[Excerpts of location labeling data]

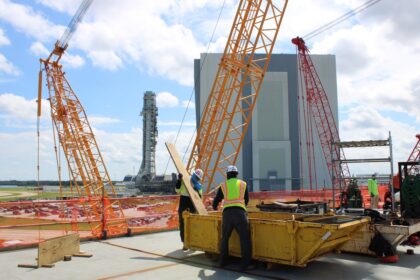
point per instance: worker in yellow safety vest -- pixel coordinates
(235, 199)
(373, 192)
(185, 202)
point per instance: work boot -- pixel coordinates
(249, 266)
(221, 263)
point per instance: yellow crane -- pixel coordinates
(87, 170)
(220, 135)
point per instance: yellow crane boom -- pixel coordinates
(229, 109)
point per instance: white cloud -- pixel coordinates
(166, 99)
(17, 111)
(28, 21)
(96, 120)
(73, 61)
(39, 49)
(161, 123)
(7, 67)
(68, 6)
(105, 59)
(3, 39)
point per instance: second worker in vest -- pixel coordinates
(185, 202)
(235, 199)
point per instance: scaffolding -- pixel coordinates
(367, 144)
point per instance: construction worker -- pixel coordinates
(373, 191)
(235, 195)
(185, 202)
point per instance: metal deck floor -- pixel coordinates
(159, 256)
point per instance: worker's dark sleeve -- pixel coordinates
(178, 184)
(218, 198)
(246, 196)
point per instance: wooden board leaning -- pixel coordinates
(57, 249)
(198, 203)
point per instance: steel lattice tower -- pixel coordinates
(147, 170)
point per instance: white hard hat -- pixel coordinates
(199, 173)
(232, 168)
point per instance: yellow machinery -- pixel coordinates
(283, 238)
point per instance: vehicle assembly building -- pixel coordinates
(273, 147)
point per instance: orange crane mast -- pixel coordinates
(321, 112)
(228, 110)
(85, 162)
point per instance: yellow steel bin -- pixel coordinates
(285, 238)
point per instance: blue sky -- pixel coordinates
(123, 48)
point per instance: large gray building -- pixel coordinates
(273, 155)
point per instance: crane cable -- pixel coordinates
(340, 19)
(193, 89)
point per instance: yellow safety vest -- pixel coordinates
(183, 190)
(234, 193)
(373, 186)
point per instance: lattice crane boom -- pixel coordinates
(229, 109)
(415, 153)
(62, 44)
(86, 165)
(321, 113)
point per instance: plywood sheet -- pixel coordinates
(54, 249)
(198, 203)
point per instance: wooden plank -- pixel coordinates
(82, 255)
(28, 265)
(198, 203)
(54, 249)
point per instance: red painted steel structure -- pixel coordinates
(321, 113)
(415, 154)
(86, 166)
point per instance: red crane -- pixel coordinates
(88, 173)
(318, 107)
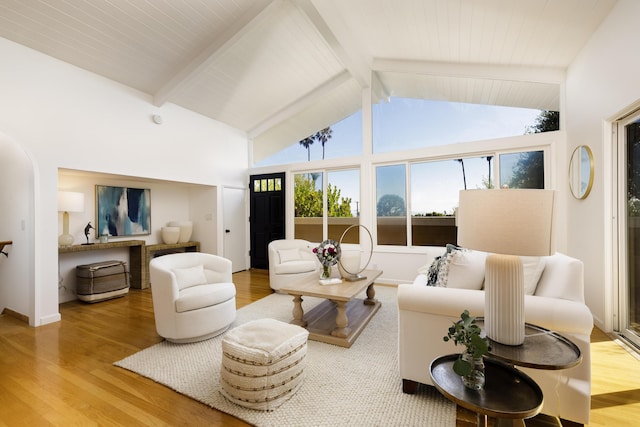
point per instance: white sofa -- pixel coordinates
(291, 260)
(557, 303)
(193, 295)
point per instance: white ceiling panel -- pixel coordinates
(277, 68)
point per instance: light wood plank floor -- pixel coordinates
(62, 374)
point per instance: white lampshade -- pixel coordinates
(68, 201)
(507, 223)
(511, 221)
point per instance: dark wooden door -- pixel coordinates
(266, 221)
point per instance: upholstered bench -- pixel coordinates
(263, 363)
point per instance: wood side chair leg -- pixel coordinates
(409, 386)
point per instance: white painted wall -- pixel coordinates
(170, 201)
(601, 82)
(16, 270)
(69, 118)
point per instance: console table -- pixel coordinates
(152, 249)
(139, 256)
(137, 274)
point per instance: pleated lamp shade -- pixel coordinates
(507, 223)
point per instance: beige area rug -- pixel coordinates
(358, 386)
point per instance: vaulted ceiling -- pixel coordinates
(282, 69)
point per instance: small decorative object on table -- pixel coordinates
(328, 253)
(87, 230)
(470, 365)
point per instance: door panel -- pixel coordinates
(266, 221)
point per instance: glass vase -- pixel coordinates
(326, 272)
(475, 380)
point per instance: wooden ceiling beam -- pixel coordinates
(237, 29)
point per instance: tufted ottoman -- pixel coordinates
(263, 363)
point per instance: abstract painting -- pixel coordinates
(123, 211)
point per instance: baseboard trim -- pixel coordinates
(15, 315)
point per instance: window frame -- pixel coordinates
(546, 149)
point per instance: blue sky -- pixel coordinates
(411, 123)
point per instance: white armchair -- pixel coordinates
(426, 312)
(291, 260)
(194, 297)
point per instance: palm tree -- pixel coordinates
(464, 175)
(323, 136)
(306, 143)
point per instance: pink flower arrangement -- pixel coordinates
(328, 252)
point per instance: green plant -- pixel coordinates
(466, 332)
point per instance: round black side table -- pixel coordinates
(509, 395)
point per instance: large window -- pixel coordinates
(343, 189)
(407, 123)
(522, 170)
(391, 204)
(433, 191)
(308, 201)
(434, 196)
(340, 201)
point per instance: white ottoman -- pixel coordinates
(263, 363)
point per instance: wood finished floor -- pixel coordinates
(62, 374)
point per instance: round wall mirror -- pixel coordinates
(581, 172)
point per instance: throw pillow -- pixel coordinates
(465, 269)
(190, 276)
(438, 271)
(532, 269)
(287, 255)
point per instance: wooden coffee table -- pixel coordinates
(342, 317)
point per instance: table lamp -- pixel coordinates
(507, 223)
(68, 201)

▸ CHALLENGE: The lines to quote run from the one containing "point per instance: beige" through the final line of the material above; please give them exactly, both ends included, and nothing else.

▸ CORRECT RESPONSE:
point per instance: beige area rug -- pixel coordinates
(358, 386)
point per instance: vaulted ceiling -- pixel coordinates
(282, 69)
point per instance: small decorative object on table -- pixel coordinates
(328, 253)
(87, 230)
(470, 365)
point per instance: door panel -- pixel coordinates
(266, 221)
point per instance: glass vase -- pixel coordinates
(326, 272)
(475, 380)
point per instance: wooden ceiling beam -- pixel coordinates
(237, 29)
point per instance: tufted ottoman -- pixel coordinates
(263, 363)
point per instance: abstract painting -- pixel coordinates
(123, 211)
point per instance: baseboard trim -- pixel coordinates
(15, 315)
point per instance: window frame -- pixel coordinates
(546, 149)
point per instance: blue sky -- pixel coordinates
(411, 123)
point per instance: white armchair -- pixel coordinates
(426, 312)
(291, 260)
(194, 297)
point per instance: palm tree -- pixel coordinates
(464, 175)
(323, 136)
(306, 143)
point per instance: pink flower arrangement -- pixel coordinates
(328, 252)
point per instance: green plant -- pixel coordinates
(466, 332)
point per instance: round black side table -- pixel coordinates
(509, 395)
point per instance: large window -- pixel coordinates
(343, 189)
(407, 123)
(522, 170)
(391, 204)
(433, 191)
(308, 201)
(434, 196)
(340, 201)
point per instance: white ottoman -- pixel coordinates
(263, 363)
point per instance: wood finished floor -- pixel coordinates
(62, 374)
point per instance: round wall mirror -- pixel coordinates
(581, 172)
point per instance: throw pillow -- pixel coordinates
(465, 269)
(190, 276)
(438, 271)
(532, 269)
(287, 255)
point per instance: wooden coffee table -- pixel coordinates
(342, 317)
point per instance: table lamp -- pixel coordinates
(507, 223)
(68, 201)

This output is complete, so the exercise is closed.